Praktik pengiriman timah yang diduga tanpa izin marak terjadi di Provinsi Kepulauan Bangka Belitung kembali menjadi perhatian publik.
Aktivitas terlarang ini diduga melibatkan jaringan kuat, termasuk indikasi keterlibatan oknum berseragam tertentu yang memberikan perlindungan.
Meski sejumlah penangkapan dan proses hukum sudah sering dilakukan, banyak kasus berujung tanpa kejelasan dan yang menjadi tumbal justru sopir dan kernet truk pengangkut saja.
Kondisi ini memunculkan pertanyaan besar, mengapa praktik pengiriman timah masih terus berlangsung? Siapa sebenarnya aktor-aktor besar di balik layar?
Informasi yang diterima penulis, pengiriman timah yang diduga ilegal tak hanya terjadi di satu kabupaten saja, melainkan tersebar di berbagai wilayah di Bangka Belitung.
Di Pulau Belitung misalnya, penangkapan truk bermuatan timah telah berulang kali terjadi, namun upaya pengungkapan terhadap pemilik barang kerap berhenti di tengah jalan.
Kasus terbaru terjadi pada 26 Mei 2025, ketika 9 unit truk yang diduga membawa timah ilegal menyeberang dari Belitung ke Bangka.
Truk-truk itu tiba di Kawasan Industri Jelitik Kecamatan Sungailiat, Kabupaten Bangka pada malam hari.
Menurut informasi yang beredar, 7 dari 9 truk tersebut disebut mengangkut timah milik seorang pengusaha berinisial AH, yang dikenal berasal dari Kabupaten Bangka Barat.
Namun hingga kini belum ada pernyataan resmi dari pihak berwenang terkait kepemilikan truk pengangkut maupun asal-usul muatan timah tersebut.
Ironisnya, pola yang berulang dalam kasus-kasus ini menunjukkan bahwa penegakan hukum lebih sering menyasar level bawah.
Setiap ada penangkapan yang diproses hukum dan ditahan hanya sopir dan kernet saja.

┄┄┄┄┄┄

**Ketentuan Tugas 1**
Ringkas teks tentang pengiriman timah di Bangka Belitung dalam dua kalimat.
**Ketentuan Tugas 2**
Menurut teks tentang pengiriman timah ini, di mana sembilan truk itu tiba pada malam hari?
Butir-butir di bawah ini sama sekali tidak dipakai di sini.

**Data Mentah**

┄┄┄┄┄┄

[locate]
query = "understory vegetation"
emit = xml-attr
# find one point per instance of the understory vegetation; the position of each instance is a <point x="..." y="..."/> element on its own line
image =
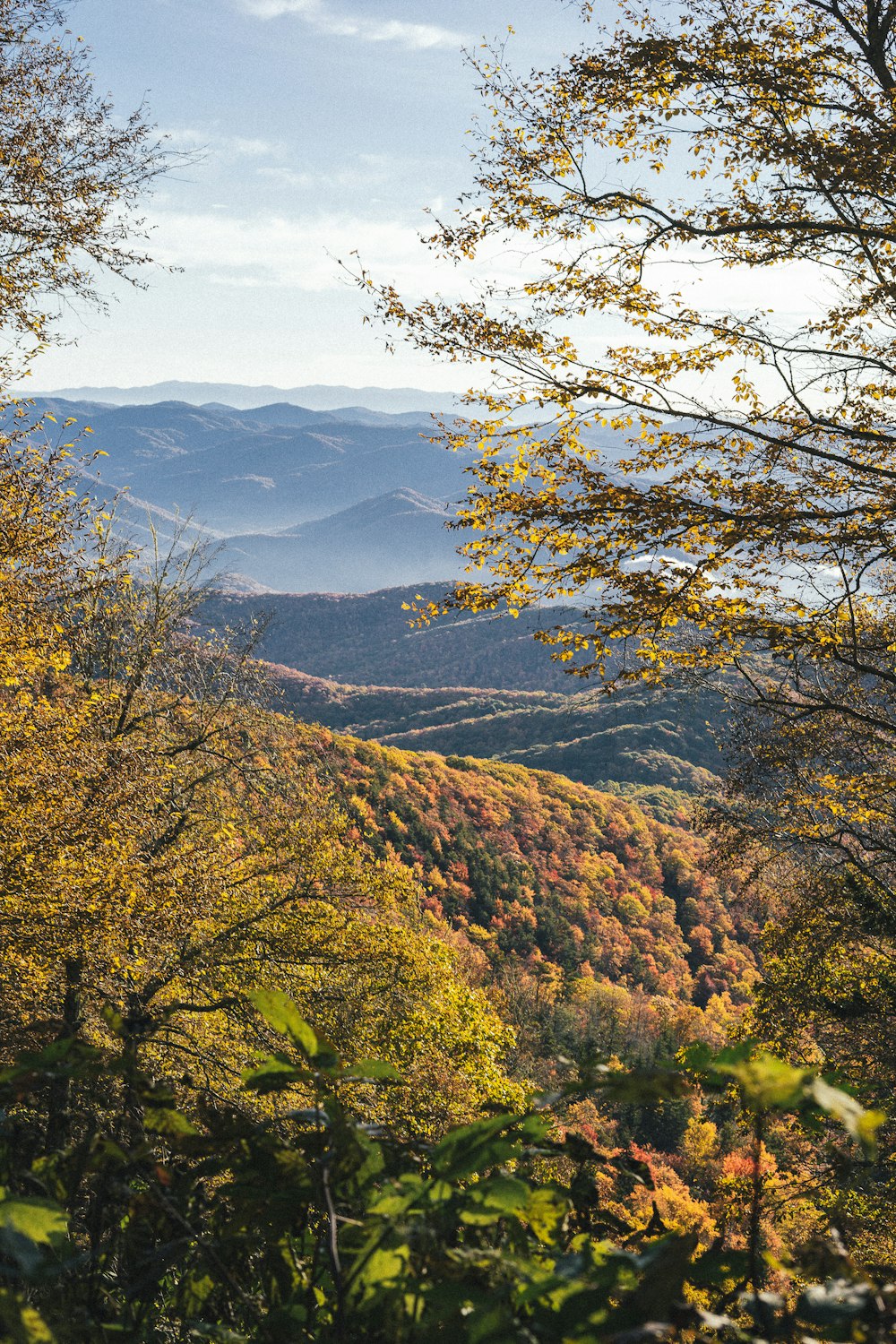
<point x="306" y="1038"/>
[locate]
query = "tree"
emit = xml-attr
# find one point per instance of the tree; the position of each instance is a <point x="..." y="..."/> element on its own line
<point x="694" y="422"/>
<point x="755" y="497"/>
<point x="70" y="177"/>
<point x="167" y="844"/>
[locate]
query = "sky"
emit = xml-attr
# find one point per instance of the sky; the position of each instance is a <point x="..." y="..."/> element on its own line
<point x="316" y="129"/>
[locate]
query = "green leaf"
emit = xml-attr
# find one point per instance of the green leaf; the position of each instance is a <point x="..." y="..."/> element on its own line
<point x="21" y="1324"/>
<point x="38" y="1219"/>
<point x="274" y="1074"/>
<point x="860" y="1124"/>
<point x="834" y="1303"/>
<point x="164" y="1120"/>
<point x="113" y="1021"/>
<point x="547" y="1210"/>
<point x="284" y="1016"/>
<point x="373" y="1070"/>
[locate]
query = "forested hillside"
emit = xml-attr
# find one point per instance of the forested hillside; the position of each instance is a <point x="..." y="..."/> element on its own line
<point x="319" y="1037"/>
<point x="649" y="739"/>
<point x="370" y="640"/>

┄┄┄┄┄┄

**Jawaban Tugas 1**
Pengiriman timah yang diduga tanpa izin marak di Bangka Belitung dan diduga dilindungi oknum berseragam, tetapi yang ditahan dalam proses hukum biasanya hanya sopir dan kernet truk. Kasus terbaru pada 26 Mei 2025 melibatkan 9 truk yang menyeberang dari Belitung ke Bangka, dan 7 di antaranya disebut mengangkut timah milik pengusaha berinisial AH.

**Jawaban Tugas 2**
Di Kawasan Industri Jelitik, Kecamatan Sungailiat, Kabupaten Bangka.